• _Aim of the exercise_
Convert every line of the entries below into a numbered list, omitting any blank lines.

• _Information supplied_
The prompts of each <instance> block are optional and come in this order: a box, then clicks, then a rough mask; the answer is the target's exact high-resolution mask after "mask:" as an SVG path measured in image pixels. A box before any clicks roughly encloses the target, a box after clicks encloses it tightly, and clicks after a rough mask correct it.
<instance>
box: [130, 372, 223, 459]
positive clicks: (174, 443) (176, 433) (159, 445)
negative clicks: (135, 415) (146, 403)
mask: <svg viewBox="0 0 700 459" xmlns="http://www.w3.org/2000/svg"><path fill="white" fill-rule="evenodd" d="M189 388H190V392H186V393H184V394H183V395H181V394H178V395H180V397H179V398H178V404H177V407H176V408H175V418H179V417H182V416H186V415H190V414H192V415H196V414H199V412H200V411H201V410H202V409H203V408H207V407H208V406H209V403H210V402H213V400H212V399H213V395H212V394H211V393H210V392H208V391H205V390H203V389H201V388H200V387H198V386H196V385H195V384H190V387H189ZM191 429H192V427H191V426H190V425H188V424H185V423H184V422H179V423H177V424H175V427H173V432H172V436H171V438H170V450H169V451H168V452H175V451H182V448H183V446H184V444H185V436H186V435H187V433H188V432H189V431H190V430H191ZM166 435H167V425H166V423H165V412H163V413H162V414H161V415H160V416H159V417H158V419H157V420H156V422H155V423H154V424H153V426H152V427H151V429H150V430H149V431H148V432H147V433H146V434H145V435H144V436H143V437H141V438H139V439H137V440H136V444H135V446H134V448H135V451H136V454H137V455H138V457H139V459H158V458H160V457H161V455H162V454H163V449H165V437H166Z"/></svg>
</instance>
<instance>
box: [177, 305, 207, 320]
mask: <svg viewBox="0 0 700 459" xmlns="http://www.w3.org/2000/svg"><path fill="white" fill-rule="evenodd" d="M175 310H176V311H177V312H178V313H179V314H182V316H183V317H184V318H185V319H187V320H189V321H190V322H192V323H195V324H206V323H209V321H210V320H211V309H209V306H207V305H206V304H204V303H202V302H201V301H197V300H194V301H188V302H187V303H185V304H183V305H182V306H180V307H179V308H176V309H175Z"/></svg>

• _Result_
1. The prompts of each <instance> block are optional and come in this order: a box, then clicks, then a rough mask; the answer is the target's exact high-resolution mask after "mask:" as an SVG path measured in image pixels. A box before any clicks roughly encloses the target, a box after clicks encloses it tightly, and clicks after a rough mask correct it.
2. <instance>
3. box: [130, 372, 223, 459]
4. positive clicks: (174, 443) (176, 433) (159, 445)
5. negative clicks: (135, 415) (146, 403)
6. mask: <svg viewBox="0 0 700 459" xmlns="http://www.w3.org/2000/svg"><path fill="white" fill-rule="evenodd" d="M189 388H190V392H186V393H184V394H183V395H181V394H178V395H180V397H179V398H178V404H177V407H176V408H175V418H179V417H182V416H186V415H190V414H192V415H196V414H199V412H200V411H201V410H202V409H203V408H207V407H208V406H209V403H210V402H213V400H212V399H213V395H212V394H211V393H210V392H208V391H205V390H203V389H201V388H200V387H198V386H196V385H195V384H190V387H189ZM191 429H192V427H191V426H190V425H188V424H185V423H184V422H179V423H177V424H175V427H173V432H172V436H171V438H170V450H169V451H168V452H175V451H182V448H183V446H184V444H185V436H186V435H187V433H188V432H189V431H190V430H191ZM166 435H167V425H166V423H165V412H163V413H162V414H161V415H160V416H159V417H158V419H157V420H156V422H155V423H154V424H153V426H152V427H151V429H150V430H149V431H148V432H147V433H146V434H145V435H144V436H143V437H141V438H139V439H137V440H136V444H135V446H134V448H135V451H136V454H137V455H138V457H139V459H158V458H160V457H161V455H162V454H163V449H165V437H166Z"/></svg>
7. </instance>
8. <instance>
9. box: [177, 305, 207, 320]
10. mask: <svg viewBox="0 0 700 459" xmlns="http://www.w3.org/2000/svg"><path fill="white" fill-rule="evenodd" d="M175 310H176V311H177V312H178V313H179V314H182V316H183V317H184V318H185V319H187V320H189V321H190V322H192V323H195V324H206V323H209V321H210V320H211V309H209V306H207V305H206V304H204V303H202V302H201V301H197V300H194V301H188V302H187V303H185V304H183V305H182V306H180V307H179V308H176V309H175Z"/></svg>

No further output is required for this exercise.